Task description: Copy the entries below word for word, starting at the beginning of the entries and ending with the line that contains "point(804, 336)", including both ends. Leave the pictures out of your copy.

Dataset entries:
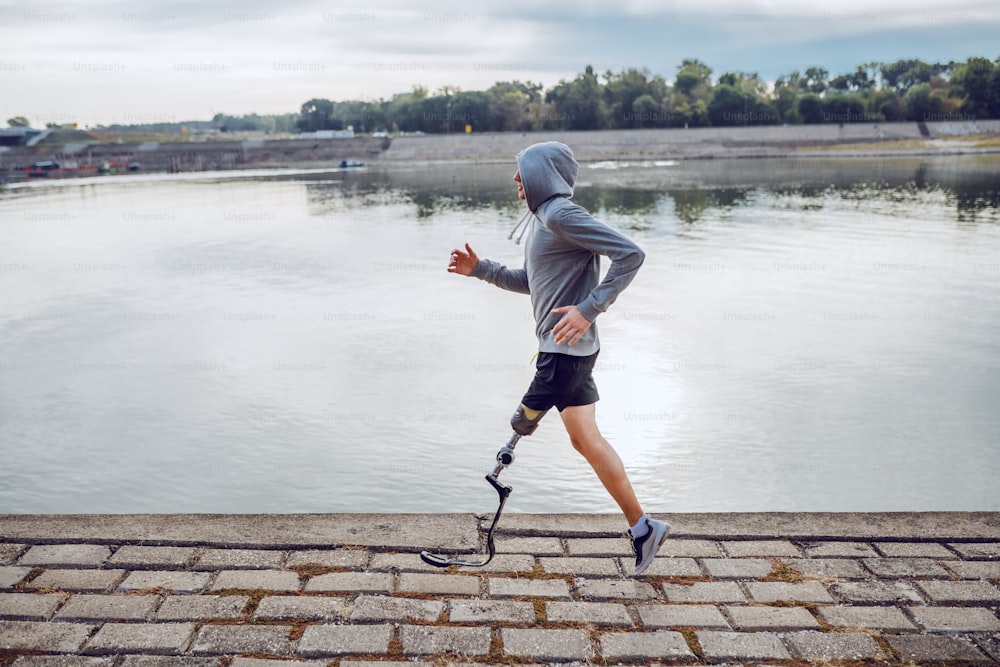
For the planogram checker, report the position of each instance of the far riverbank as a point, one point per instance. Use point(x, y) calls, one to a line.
point(850, 140)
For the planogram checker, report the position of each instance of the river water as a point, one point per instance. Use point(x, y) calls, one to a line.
point(804, 336)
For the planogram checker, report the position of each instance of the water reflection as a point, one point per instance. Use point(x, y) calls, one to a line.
point(805, 335)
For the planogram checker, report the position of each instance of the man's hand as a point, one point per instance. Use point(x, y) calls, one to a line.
point(571, 327)
point(463, 262)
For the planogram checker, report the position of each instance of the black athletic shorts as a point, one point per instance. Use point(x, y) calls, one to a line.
point(563, 381)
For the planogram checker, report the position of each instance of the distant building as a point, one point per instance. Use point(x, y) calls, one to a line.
point(18, 136)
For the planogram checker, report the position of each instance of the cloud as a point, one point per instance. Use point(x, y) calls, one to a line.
point(95, 62)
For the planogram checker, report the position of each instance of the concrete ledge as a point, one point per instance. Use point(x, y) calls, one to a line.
point(279, 531)
point(460, 532)
point(890, 526)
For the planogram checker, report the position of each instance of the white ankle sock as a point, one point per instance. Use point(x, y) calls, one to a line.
point(640, 528)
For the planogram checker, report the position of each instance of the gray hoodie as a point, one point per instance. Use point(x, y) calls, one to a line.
point(562, 249)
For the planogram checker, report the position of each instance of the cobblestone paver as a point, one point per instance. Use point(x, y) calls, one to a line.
point(543, 600)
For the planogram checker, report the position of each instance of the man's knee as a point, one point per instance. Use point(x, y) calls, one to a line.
point(525, 420)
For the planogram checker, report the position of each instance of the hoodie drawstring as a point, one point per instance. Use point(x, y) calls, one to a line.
point(517, 226)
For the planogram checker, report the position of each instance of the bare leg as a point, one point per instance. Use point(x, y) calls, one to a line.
point(581, 425)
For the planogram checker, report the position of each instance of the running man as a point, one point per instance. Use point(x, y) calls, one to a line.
point(562, 248)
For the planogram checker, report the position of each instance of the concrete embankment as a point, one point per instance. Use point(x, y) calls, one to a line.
point(280, 590)
point(664, 144)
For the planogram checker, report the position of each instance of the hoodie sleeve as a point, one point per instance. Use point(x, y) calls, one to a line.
point(576, 226)
point(515, 280)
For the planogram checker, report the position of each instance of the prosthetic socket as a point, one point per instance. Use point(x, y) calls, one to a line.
point(525, 420)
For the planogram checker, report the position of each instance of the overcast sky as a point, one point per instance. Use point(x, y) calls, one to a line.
point(116, 61)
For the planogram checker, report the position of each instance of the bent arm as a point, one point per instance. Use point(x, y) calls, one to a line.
point(585, 231)
point(514, 280)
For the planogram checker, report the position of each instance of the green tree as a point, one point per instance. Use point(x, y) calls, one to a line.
point(811, 108)
point(844, 109)
point(977, 83)
point(730, 106)
point(621, 90)
point(815, 80)
point(646, 112)
point(579, 103)
point(921, 102)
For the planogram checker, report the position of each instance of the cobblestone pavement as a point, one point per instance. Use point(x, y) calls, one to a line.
point(543, 599)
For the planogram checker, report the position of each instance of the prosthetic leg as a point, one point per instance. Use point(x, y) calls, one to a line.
point(524, 422)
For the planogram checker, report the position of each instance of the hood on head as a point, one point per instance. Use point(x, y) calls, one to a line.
point(547, 170)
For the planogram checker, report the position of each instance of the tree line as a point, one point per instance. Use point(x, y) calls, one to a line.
point(905, 90)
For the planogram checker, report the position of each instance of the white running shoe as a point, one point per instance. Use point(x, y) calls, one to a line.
point(645, 547)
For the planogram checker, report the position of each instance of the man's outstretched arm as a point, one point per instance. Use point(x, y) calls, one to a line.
point(467, 263)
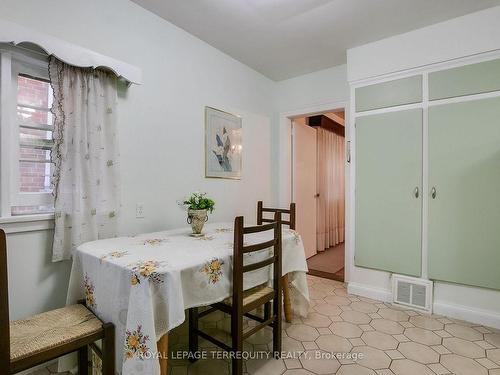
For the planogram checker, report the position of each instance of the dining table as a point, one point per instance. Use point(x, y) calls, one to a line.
point(144, 283)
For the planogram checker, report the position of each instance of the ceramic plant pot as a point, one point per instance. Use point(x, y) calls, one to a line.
point(197, 219)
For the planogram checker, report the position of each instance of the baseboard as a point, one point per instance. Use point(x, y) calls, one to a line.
point(484, 317)
point(367, 291)
point(487, 318)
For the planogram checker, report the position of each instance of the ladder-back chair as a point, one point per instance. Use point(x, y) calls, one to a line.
point(242, 302)
point(40, 338)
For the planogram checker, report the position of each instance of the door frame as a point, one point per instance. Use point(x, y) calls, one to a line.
point(286, 166)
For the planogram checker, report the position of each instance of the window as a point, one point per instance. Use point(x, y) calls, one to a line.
point(27, 97)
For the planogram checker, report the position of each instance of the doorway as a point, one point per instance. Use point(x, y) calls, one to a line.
point(318, 189)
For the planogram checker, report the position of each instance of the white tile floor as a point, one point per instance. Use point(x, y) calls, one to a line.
point(393, 341)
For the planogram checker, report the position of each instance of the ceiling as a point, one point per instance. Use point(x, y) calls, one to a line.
point(286, 38)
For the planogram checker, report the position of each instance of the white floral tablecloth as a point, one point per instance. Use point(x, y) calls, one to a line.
point(144, 283)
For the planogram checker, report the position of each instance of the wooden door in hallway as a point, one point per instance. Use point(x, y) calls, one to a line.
point(304, 183)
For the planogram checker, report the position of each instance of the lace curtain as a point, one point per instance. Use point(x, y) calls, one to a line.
point(85, 155)
point(330, 184)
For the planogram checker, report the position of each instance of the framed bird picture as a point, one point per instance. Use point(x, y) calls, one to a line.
point(223, 144)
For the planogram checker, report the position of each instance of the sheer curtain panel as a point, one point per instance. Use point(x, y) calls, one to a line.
point(330, 183)
point(85, 155)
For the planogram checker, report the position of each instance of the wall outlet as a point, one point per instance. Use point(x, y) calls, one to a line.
point(139, 210)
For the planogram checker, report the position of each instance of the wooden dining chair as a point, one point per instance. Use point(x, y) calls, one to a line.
point(40, 338)
point(242, 303)
point(291, 224)
point(290, 212)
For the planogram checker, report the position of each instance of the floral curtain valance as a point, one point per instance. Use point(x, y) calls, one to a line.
point(85, 156)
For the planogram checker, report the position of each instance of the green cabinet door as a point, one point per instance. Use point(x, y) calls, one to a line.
point(464, 216)
point(388, 192)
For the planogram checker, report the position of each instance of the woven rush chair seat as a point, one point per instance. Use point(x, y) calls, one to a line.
point(253, 294)
point(51, 329)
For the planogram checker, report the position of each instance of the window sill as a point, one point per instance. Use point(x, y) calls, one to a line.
point(27, 223)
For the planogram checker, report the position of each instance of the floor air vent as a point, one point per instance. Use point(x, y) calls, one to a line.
point(412, 292)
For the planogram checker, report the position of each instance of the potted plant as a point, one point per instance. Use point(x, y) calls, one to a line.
point(198, 205)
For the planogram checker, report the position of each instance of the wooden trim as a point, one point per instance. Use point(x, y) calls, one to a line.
point(327, 123)
point(4, 305)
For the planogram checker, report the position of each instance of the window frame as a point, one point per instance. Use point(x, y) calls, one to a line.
point(14, 61)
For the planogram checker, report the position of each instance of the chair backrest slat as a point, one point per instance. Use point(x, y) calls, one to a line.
point(258, 228)
point(239, 249)
point(4, 306)
point(290, 211)
point(259, 246)
point(257, 265)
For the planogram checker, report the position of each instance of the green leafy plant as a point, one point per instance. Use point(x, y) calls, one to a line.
point(199, 201)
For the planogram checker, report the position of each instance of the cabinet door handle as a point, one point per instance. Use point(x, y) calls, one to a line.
point(433, 192)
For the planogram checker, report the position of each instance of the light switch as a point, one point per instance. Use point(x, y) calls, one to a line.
point(139, 210)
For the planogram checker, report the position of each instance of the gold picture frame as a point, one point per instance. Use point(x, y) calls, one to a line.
point(223, 144)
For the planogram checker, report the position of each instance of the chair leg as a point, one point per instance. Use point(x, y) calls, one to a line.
point(267, 310)
point(108, 350)
point(237, 343)
point(277, 327)
point(193, 336)
point(83, 360)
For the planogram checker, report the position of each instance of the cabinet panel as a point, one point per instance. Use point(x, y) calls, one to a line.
point(465, 80)
point(464, 217)
point(388, 170)
point(388, 94)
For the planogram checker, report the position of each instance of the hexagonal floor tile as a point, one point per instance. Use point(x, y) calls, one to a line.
point(334, 344)
point(338, 300)
point(459, 365)
point(328, 288)
point(327, 309)
point(379, 340)
point(396, 315)
point(319, 365)
point(418, 352)
point(290, 345)
point(373, 358)
point(355, 317)
point(409, 367)
point(209, 366)
point(364, 307)
point(426, 323)
point(493, 339)
point(494, 355)
point(317, 294)
point(316, 320)
point(298, 372)
point(463, 347)
point(463, 332)
point(265, 366)
point(422, 336)
point(340, 292)
point(387, 326)
point(355, 370)
point(302, 332)
point(346, 329)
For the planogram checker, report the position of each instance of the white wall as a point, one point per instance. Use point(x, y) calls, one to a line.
point(161, 130)
point(461, 37)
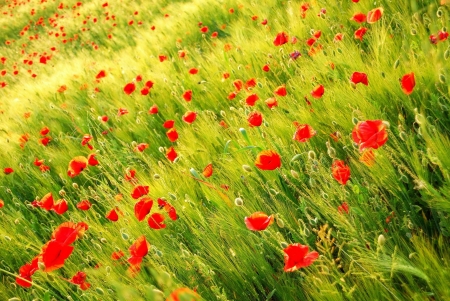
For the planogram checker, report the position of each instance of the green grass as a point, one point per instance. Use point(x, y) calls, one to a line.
point(209, 247)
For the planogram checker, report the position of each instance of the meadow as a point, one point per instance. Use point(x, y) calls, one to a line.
point(224, 150)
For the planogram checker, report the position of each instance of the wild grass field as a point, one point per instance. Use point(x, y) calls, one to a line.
point(224, 150)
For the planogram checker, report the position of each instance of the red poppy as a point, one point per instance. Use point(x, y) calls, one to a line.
point(8, 170)
point(189, 117)
point(280, 39)
point(60, 207)
point(268, 160)
point(359, 17)
point(153, 109)
point(171, 154)
point(303, 133)
point(142, 208)
point(318, 91)
point(258, 221)
point(296, 256)
point(359, 77)
point(344, 208)
point(187, 95)
point(172, 134)
point(54, 255)
point(112, 215)
point(340, 171)
point(370, 134)
point(408, 82)
point(251, 99)
point(80, 279)
point(374, 15)
point(360, 32)
point(84, 205)
point(254, 119)
point(129, 88)
point(183, 294)
point(92, 161)
point(156, 221)
point(139, 190)
point(77, 165)
point(138, 250)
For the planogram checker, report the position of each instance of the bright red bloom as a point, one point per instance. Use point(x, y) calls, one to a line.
point(156, 221)
point(318, 91)
point(142, 208)
point(370, 134)
point(303, 133)
point(84, 205)
point(171, 154)
point(359, 77)
point(129, 88)
point(280, 39)
point(268, 160)
point(139, 191)
point(254, 119)
point(258, 221)
point(408, 82)
point(374, 15)
point(172, 134)
point(296, 256)
point(77, 165)
point(189, 117)
point(340, 171)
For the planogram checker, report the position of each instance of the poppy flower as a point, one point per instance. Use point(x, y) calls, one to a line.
point(408, 82)
point(359, 17)
point(171, 154)
point(54, 255)
point(153, 110)
point(187, 95)
point(163, 204)
point(80, 279)
point(280, 39)
point(268, 160)
point(258, 221)
point(129, 88)
point(359, 77)
point(340, 171)
point(117, 255)
point(318, 91)
point(183, 294)
point(8, 170)
point(60, 207)
point(172, 134)
point(370, 134)
point(169, 124)
point(142, 208)
point(374, 15)
point(281, 91)
point(112, 215)
point(138, 250)
point(296, 256)
point(189, 117)
point(344, 208)
point(271, 102)
point(77, 165)
point(303, 133)
point(360, 32)
point(139, 190)
point(251, 99)
point(156, 221)
point(84, 205)
point(254, 119)
point(208, 171)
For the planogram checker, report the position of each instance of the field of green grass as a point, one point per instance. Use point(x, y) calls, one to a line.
point(224, 150)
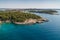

Output:
For the planogram checker, report the position of each instance of the far riverbank as a point, one point per instance. Use point(x, y) calls, one to a line.
point(850, 140)
For the planogram checker, report the position of each instance of the river water as a point, one point per instance. Use point(x, y) calls, one to a line.
point(804, 336)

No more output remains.